Text excerpt:
Life

Photo courtesy of Olivia Christensen

She Was "Aunt" To My Kids, & Now I Get To Pay Her Back

If there was anything in my life that came to symbolize the depression I experienced during my third pregnancy it would have been the piles of important documents, junk mail, old receipts, candy wrappers, and actual dirt that had begun to spread like a layer of despair across the floor between my bed and my bedroom wall. In the center of this canal of filth sat Kristy, swatting dust bunnies aside, her eyes alight with the pleasure of a challenge, explaining to me how she had organized my mortgage agreement and insurance policies into separate folders and tossed the junk mail. As she reached for the vacuum, I could feel the weight of everything that pile had come to symbolize over the course of the last eight months lifting from my shoulders.

Kristy and I have been friends since we were 14, we had slumber parties and swapped burnt CDs. We even went to college together. While this might sound like a classic lifelong friendship, still being friends by my third pregnancy was hardly a foregone conclusion. As so many of us know, friendships between new mothers and their child-free friends often don’t make it.

I became a mom at 22, so for me, this awkward dynamic defined all my friendships. I found myself feeling embarrassed and alienated. While my friends were donning caps and gowns, and spending their Saturdays trying out new restaurants with new dates, I was googling the potential risks of eating cinnamon during my second trimester. It was a weird time, my friends wanted to party until dawn and I wanted to go to bed at 9. We were all being a little judgy about it. And that was just pregnancy.

Things got worse when my gorgeous baby girl came bouncing into the world and I decided she was the only thing that ever had and ever would matter. For their part, my friends thought my new kid was too loud, kind of gross, and way more durable than I would admit. As you might imagine, most of these friendships didn’t last. My friends and I had just become too different. And yet, my friendship with Kristy survived.

Provided data:
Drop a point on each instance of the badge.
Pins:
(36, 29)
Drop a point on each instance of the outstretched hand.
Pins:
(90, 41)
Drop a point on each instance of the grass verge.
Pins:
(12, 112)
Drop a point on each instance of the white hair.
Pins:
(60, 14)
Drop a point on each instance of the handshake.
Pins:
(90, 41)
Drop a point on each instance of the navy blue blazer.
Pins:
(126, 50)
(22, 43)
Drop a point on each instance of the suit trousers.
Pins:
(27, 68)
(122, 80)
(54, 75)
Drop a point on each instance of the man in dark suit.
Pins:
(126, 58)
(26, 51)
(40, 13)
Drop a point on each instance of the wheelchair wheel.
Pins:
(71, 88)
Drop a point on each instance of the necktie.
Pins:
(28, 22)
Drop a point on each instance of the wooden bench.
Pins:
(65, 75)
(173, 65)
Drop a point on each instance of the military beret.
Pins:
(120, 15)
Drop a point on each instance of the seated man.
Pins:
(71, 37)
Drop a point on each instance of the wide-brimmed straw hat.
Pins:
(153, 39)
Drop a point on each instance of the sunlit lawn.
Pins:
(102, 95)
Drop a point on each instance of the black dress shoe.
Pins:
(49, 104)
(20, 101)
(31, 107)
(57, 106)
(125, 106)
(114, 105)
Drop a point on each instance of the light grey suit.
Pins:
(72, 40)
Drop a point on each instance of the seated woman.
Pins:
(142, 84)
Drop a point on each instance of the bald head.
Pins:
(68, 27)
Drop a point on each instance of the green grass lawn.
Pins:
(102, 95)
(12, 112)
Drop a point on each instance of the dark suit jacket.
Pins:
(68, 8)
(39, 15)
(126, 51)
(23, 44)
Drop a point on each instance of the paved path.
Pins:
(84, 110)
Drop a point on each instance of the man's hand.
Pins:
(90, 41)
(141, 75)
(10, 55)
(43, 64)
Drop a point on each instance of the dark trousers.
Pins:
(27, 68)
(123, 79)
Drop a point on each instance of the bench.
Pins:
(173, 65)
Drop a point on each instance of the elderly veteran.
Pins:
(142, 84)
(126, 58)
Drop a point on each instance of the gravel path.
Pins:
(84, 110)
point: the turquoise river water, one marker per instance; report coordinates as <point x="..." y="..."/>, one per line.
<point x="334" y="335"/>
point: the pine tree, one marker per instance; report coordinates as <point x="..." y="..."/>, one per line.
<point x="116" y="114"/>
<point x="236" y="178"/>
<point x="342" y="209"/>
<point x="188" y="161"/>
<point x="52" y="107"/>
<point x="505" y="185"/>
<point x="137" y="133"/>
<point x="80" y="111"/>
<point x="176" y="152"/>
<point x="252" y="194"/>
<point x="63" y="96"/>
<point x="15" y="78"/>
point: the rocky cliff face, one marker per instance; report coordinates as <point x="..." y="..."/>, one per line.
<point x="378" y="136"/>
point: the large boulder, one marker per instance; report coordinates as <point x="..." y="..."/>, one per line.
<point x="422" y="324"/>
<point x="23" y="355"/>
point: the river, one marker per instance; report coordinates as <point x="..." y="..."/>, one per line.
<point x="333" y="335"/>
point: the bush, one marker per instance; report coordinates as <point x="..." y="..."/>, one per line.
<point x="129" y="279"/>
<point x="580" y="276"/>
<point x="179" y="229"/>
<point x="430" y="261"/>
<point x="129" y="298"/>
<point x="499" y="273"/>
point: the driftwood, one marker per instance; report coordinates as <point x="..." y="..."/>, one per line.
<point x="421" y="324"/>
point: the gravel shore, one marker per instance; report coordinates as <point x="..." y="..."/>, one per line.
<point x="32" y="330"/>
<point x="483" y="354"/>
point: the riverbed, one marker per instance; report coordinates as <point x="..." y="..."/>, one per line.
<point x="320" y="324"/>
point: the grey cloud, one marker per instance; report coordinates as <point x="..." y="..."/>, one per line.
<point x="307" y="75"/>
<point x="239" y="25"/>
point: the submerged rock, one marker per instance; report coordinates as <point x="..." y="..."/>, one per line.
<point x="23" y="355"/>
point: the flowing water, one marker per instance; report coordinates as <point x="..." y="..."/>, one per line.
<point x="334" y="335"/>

Activities:
A. Repeat word for word the stretch of the friendship essay from "Things got worse" through "with Kristy survived.".
B. Answer these questions using the friendship essay.
(i) How old were the writer and Kristy when they became friends?
(ii) At what age did the writer become a mom?
(iii) What did Kristy sort into separate folders?
The data is not needed here.

Answers to the exercises:
A.
Things got worse when my gorgeous baby girl came bouncing into the world and I decided she was the only thing that ever had and ever would matter. For their part, my friends thought my new kid was too loud, kind of gross, and way more durable than I would admit. As you might imagine, most of these friendships didn’t last. My friends and I had just become too different. And yet, my friendship with Kristy survived.

B.
(i) They were 14.
(ii) At 22.
(iii) The mortgage agreement and the insurance policies.